*Passage shown*
You can configure IBM®
DataStage® Flow Designer jobs to run
on Spark.
Before you begin
You must have the following Spark configurations:
- A Red Hat Enterprise Linux® (RHEL) 7.x operating system
for both InfoSphere® Information Server and Spark
- Spark 2.2.1 or later built for Hadoop 2.7 or later
Note: Only Spark running on YARN is supported. Spark Standalone, Spark on Kubernetes, and
Spark on Apache Mesos are not supported.
Before you run a Spark job, you need to compile the job. This generates Scala code, which you can
view by clicking the View Scala link that appears after the job is
successfully compiled.
About this task
To run jobs on Spark, an administrator must first configure IBM
DataStage Flow Designer so that it
connects to your Spark
engine.
You can only configure IBM
DataStage Flow Designer to use one
Spark instance.
Procedure
-
Configure IBM
DataStage Flow Designer to connect
to a Spark engine.
- Log in to IBM
DataStage Flow Designer, select a
project, and select the persona button on the top of the screen. From there, click
.
- On the General tab, review the path to the directory
where you want to store IBM
DataStage Flow Designer Spark
files.
The default path is
/opt/IBM/InformationServer/Spark/. The
default path works correctly only if your services tier is configured on a single WebSphere® Application Server ND or Liberty node. If you are
using a multi-node WebSphere Application Server ND
deployment, then you need to provide a path that is visible at the same path location to all nodes
of the services tier. If you have a multiple node WebSphere Application Server ND configuration, then you only need to provide the path if you
are running jobs on Spark or plan to do so in the future.

*Tasks to perform*
1 – From the page on running Flow Designer jobs on Spark, reproduce word for word the part that opens with the words containing "About this task" and closes with "Spark instance.".
2 – List every way of running Spark that the page on running Flow Designer jobs on Spark says is not supported.

*Data excerpts*
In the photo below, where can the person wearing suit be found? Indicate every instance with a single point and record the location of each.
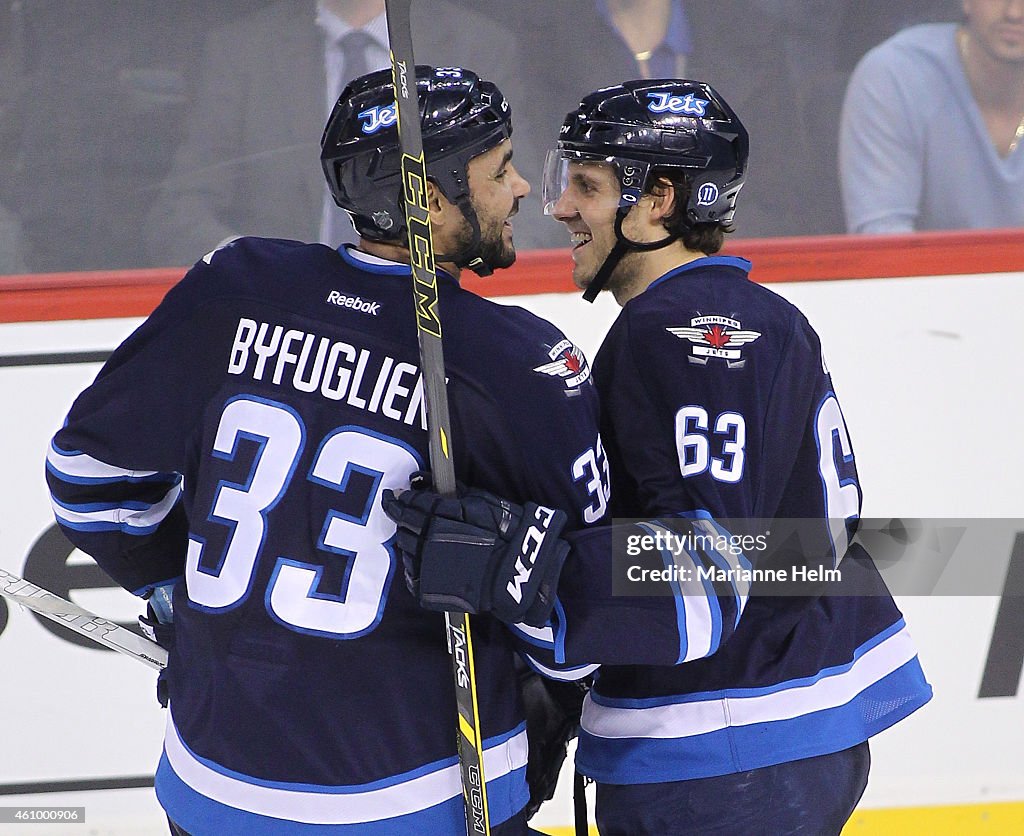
(249, 164)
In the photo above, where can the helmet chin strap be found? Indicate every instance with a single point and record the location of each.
(623, 245)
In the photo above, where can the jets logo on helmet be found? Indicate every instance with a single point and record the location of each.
(461, 117)
(568, 363)
(689, 105)
(377, 118)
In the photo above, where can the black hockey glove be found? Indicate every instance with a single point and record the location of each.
(553, 711)
(479, 553)
(158, 625)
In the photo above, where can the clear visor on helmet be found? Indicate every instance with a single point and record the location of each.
(558, 165)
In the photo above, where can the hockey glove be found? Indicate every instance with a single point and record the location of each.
(553, 711)
(479, 553)
(158, 625)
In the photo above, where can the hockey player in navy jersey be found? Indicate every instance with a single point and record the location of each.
(717, 709)
(228, 461)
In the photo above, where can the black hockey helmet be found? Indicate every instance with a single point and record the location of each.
(640, 126)
(461, 117)
(663, 123)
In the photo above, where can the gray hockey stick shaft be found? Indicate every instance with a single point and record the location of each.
(428, 325)
(81, 621)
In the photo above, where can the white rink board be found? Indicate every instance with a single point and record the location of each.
(928, 374)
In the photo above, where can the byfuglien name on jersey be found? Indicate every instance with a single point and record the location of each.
(337, 370)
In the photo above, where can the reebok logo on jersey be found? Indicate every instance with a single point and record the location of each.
(354, 302)
(527, 552)
(716, 336)
(568, 363)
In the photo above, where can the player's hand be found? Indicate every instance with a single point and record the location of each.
(479, 553)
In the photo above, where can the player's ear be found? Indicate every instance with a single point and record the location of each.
(663, 197)
(437, 205)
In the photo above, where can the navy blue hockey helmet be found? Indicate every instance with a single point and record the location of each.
(657, 123)
(461, 117)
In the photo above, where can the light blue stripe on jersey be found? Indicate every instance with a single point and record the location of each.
(205, 798)
(699, 736)
(560, 674)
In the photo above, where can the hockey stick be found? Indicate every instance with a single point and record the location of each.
(82, 621)
(428, 328)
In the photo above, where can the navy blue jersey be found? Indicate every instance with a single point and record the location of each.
(241, 439)
(718, 406)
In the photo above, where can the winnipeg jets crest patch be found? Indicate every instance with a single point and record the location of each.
(715, 336)
(567, 363)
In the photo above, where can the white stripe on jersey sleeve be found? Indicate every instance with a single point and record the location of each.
(701, 716)
(81, 465)
(130, 520)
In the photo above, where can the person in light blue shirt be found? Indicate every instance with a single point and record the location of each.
(930, 136)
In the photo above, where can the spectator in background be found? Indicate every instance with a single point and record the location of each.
(249, 164)
(824, 39)
(738, 45)
(98, 121)
(933, 123)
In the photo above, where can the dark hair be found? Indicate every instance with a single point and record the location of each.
(706, 238)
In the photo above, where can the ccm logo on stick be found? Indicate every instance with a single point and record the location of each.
(527, 552)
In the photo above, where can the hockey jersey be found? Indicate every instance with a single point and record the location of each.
(241, 439)
(718, 406)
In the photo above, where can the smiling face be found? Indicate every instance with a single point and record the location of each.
(587, 207)
(495, 189)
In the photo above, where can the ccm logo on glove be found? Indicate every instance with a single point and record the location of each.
(528, 550)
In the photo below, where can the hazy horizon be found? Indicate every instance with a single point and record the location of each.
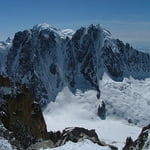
(127, 20)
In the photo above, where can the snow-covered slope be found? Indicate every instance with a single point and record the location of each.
(81, 110)
(47, 59)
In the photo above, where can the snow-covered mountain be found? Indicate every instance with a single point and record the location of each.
(47, 59)
(78, 70)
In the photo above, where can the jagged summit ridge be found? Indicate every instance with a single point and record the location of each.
(45, 59)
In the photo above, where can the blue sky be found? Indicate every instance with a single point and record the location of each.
(128, 20)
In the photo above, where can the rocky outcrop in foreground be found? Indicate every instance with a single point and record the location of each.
(70, 134)
(23, 125)
(141, 143)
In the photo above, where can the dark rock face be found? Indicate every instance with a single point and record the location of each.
(47, 60)
(71, 134)
(141, 143)
(20, 114)
(102, 111)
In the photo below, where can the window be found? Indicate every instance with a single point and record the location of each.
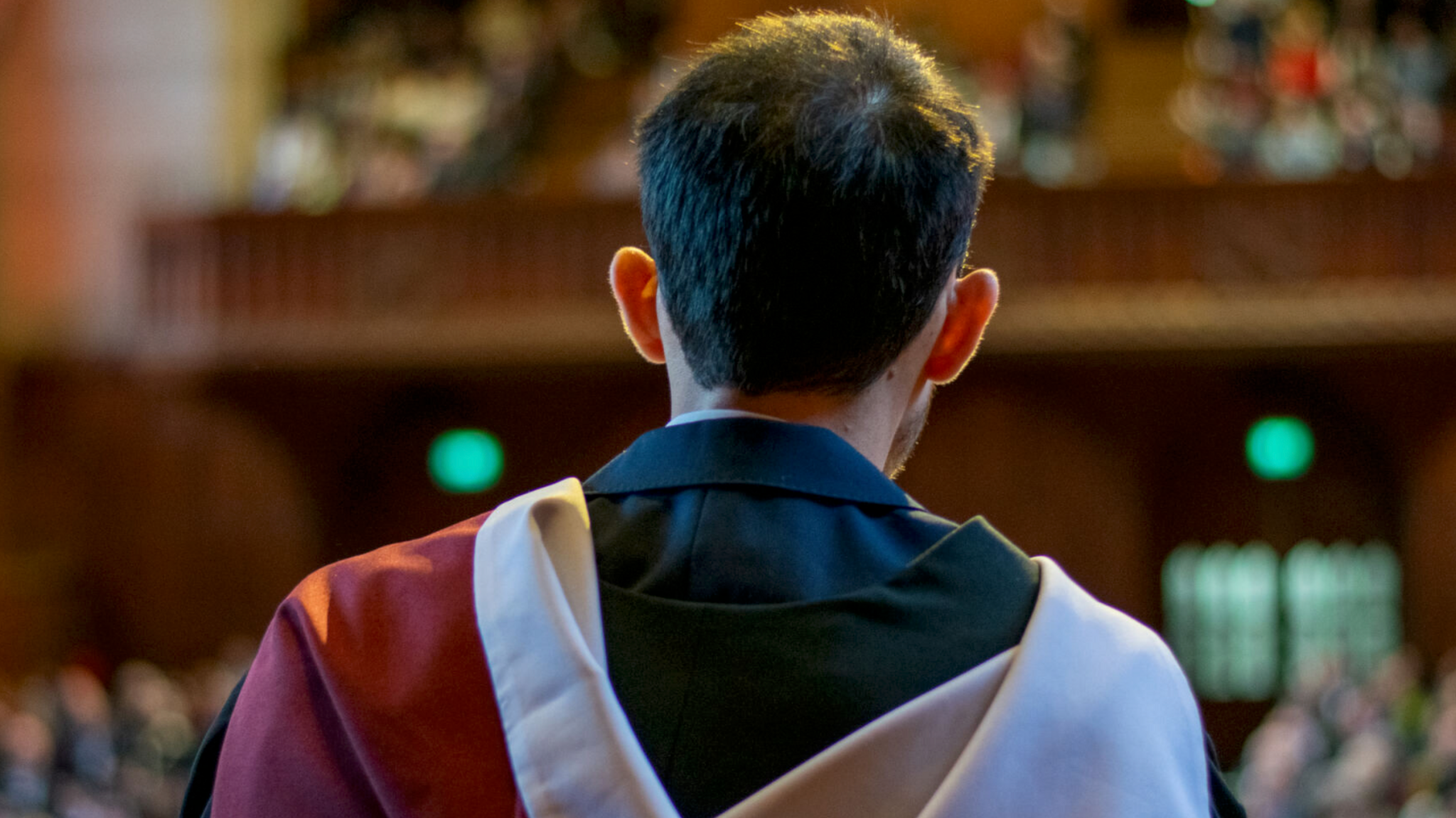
(1244, 620)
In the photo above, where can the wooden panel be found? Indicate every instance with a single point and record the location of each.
(1121, 268)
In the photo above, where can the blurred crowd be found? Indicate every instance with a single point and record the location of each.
(73, 748)
(1339, 748)
(397, 102)
(1290, 89)
(393, 102)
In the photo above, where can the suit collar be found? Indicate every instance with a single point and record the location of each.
(747, 451)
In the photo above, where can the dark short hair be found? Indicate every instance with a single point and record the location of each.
(807, 190)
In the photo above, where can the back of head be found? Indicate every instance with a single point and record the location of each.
(807, 188)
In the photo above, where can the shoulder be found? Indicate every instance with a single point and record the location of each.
(397, 594)
(370, 690)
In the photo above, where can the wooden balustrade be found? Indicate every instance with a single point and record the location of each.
(1171, 267)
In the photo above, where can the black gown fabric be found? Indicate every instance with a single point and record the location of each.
(765, 593)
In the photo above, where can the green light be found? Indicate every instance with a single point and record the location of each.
(466, 462)
(1280, 448)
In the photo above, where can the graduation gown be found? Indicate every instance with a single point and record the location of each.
(372, 693)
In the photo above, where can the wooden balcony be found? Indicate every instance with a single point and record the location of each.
(1257, 267)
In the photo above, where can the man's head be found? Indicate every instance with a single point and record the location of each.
(807, 190)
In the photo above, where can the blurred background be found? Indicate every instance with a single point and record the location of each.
(287, 280)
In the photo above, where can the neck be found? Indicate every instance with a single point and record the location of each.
(867, 421)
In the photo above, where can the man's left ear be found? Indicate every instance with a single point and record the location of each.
(970, 303)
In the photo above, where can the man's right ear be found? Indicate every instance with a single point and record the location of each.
(633, 284)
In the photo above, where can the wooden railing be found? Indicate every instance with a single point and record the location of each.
(1260, 265)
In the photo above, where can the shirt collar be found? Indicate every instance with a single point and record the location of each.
(718, 415)
(747, 451)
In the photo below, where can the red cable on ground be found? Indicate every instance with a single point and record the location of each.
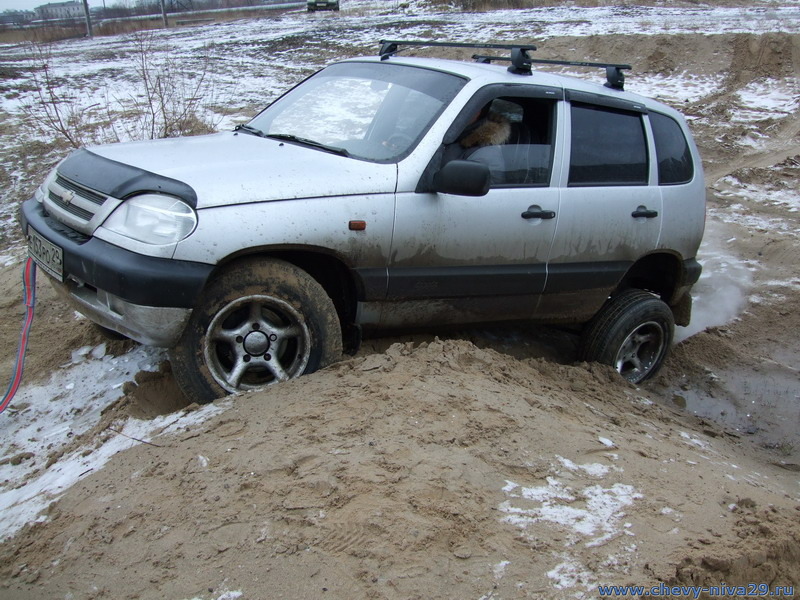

*Replies*
1 –
About this task
To run jobs on Spark, an administrator must first configure IBM
DataStage Flow Designer so that it
connects to your Spark
engine.
You can only configure IBM
DataStage Flow Designer to use one
Spark instance.

2 –
- Spark Standalone
- Spark on Kubernetes
- Spark on Apache Mesos